**TEXT FOR ANALYSIS:**
Archaeology’s strengths as a discipline derive from its ability to identify broad patterns and processes in space and time on the basis of demonstrable evidence. But its goals cannot be achieved without a theoretical perspective that suggests what is important and why. The aim of the EUROEVOL project was to explain the patterns of stability and change associated with the spread and establishment of farming in Neolithic Europe in the light of perspectives on the workings of human cultures and societies derived from the ever growing development and application of evolutionary theory in the social sciences, and in particular population ecology and life history theory. In this light the main focus of the project was on population patterns and processes. Did the appearance of farming in Europe drive major population increases resulting from improved survival and reproductive success, as predicted, for example, by the idea of the Neolithic Demographic Transition, and, if so, what were the consequences? In order to answer this question we needed to create a reliable measure of past population sizes over the long-term and on a large spatial scale, taking into account into account the shortcomings of the archaeological record. As the basis for doing this the project created a spatial database of over 14,000 radiocarbon dates from archaeological sites for the period from 8000-4000 BP in western and central Europe, covering the last two millennia when foragers were prevalent and the first 2-3 millennnia of farming societies, for temperate Europe, all the way from Ireland in the west to Poland in the east. This unparalleled coverage made it possible to draw large-scale comparisons over space and time.

**EXERCISE OBJECTIVE:** Copy out the full passage on the EUROEVOL project, word for word. The material after this passage is separate from it.

**EXERCISE DATA:**
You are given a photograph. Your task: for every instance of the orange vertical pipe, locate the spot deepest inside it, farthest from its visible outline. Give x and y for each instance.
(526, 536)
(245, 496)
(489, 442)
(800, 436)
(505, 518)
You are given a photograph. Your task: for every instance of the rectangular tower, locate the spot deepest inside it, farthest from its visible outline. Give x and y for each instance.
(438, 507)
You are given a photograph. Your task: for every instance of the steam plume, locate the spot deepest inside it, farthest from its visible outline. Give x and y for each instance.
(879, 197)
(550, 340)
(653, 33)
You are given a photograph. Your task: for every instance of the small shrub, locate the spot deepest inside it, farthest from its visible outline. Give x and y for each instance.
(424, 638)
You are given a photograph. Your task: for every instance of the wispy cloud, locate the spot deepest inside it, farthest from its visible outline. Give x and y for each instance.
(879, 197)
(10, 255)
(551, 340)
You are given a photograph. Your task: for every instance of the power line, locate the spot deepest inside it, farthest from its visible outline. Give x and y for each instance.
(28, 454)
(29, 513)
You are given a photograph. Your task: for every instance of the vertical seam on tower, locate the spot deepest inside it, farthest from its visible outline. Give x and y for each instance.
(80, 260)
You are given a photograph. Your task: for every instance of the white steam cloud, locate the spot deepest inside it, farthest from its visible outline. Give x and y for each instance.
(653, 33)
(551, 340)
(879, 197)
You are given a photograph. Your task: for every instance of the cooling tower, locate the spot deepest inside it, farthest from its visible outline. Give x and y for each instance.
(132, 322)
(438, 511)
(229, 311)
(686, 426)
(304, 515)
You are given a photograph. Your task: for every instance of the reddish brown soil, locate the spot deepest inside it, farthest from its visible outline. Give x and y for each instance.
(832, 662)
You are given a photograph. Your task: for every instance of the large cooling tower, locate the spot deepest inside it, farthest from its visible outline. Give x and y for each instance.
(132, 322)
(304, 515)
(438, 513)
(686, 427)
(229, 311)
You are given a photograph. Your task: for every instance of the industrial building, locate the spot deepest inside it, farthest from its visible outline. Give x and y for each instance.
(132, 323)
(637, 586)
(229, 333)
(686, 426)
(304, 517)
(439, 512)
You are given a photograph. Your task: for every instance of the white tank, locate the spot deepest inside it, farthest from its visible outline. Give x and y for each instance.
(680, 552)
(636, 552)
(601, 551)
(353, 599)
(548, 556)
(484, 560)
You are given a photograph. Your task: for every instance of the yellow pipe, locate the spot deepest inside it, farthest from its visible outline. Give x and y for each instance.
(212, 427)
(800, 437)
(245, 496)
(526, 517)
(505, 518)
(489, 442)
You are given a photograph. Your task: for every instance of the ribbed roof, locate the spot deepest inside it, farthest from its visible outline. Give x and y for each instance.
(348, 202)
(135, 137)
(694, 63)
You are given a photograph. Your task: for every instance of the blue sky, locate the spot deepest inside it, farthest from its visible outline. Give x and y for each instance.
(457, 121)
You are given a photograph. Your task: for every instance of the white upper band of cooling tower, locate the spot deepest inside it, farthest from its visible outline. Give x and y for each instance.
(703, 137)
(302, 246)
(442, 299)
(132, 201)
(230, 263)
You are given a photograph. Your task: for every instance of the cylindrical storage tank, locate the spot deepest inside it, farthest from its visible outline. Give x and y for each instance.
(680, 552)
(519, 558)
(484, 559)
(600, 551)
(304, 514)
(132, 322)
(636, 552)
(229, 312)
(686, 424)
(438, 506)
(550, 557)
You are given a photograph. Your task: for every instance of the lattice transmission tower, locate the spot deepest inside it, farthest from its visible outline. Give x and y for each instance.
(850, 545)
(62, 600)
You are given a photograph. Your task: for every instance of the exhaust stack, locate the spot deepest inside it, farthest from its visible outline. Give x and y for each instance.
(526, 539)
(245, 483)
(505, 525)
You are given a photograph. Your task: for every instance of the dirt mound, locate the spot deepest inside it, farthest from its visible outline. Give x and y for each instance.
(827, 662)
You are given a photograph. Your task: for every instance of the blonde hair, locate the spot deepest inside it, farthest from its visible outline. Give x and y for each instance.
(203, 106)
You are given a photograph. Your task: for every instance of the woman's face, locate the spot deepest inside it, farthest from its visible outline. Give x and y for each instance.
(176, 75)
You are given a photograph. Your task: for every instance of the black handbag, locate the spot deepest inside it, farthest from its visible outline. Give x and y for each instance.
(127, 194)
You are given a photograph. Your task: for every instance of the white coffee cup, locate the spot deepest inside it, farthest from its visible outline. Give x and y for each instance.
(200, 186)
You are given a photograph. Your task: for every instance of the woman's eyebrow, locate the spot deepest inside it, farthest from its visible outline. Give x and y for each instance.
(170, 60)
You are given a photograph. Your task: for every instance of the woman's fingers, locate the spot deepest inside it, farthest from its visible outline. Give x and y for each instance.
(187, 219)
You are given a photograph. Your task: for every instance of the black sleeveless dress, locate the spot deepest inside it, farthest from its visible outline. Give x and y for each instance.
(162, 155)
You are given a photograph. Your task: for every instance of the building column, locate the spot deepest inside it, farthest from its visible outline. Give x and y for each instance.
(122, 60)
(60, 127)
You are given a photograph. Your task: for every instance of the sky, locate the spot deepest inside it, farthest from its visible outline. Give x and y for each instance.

**ANSWER TO THIS PROBLEM:**
Archaeology’s strengths as a discipline derive from its ability to identify broad patterns and processes in space and time on the basis of demonstrable evidence. But its goals cannot be achieved without a theoretical perspective that suggests what is important and why. The aim of the EUROEVOL project was to explain the patterns of stability and change associated with the spread and establishment of farming in Neolithic Europe in the light of perspectives on the workings of human cultures and societies derived from the ever growing development and application of evolutionary theory in the social sciences, and in particular population ecology and life history theory. In this light the main focus of the project was on population patterns and processes. Did the appearance of farming in Europe drive major population increases resulting from improved survival and reproductive success, as predicted, for example, by the idea of the Neolithic Demographic Transition, and, if so, what were the consequences? In order to answer this question we needed to create a reliable measure of past population sizes over the long-term and on a large spatial scale, taking into account into account the shortcomings of the archaeological record. As the basis for doing this the project created a spatial database of over 14,000 radiocarbon dates from archaeological sites for the period from 8000-4000 BP in western and central Europe, covering the last two millennia when foragers were prevalent and the first 2-3 millennnia of farming societies, for temperate Europe, all the way from Ireland in the west to Poland in the east. This unparalleled coverage made it possible to draw large-scale comparisons over space and time.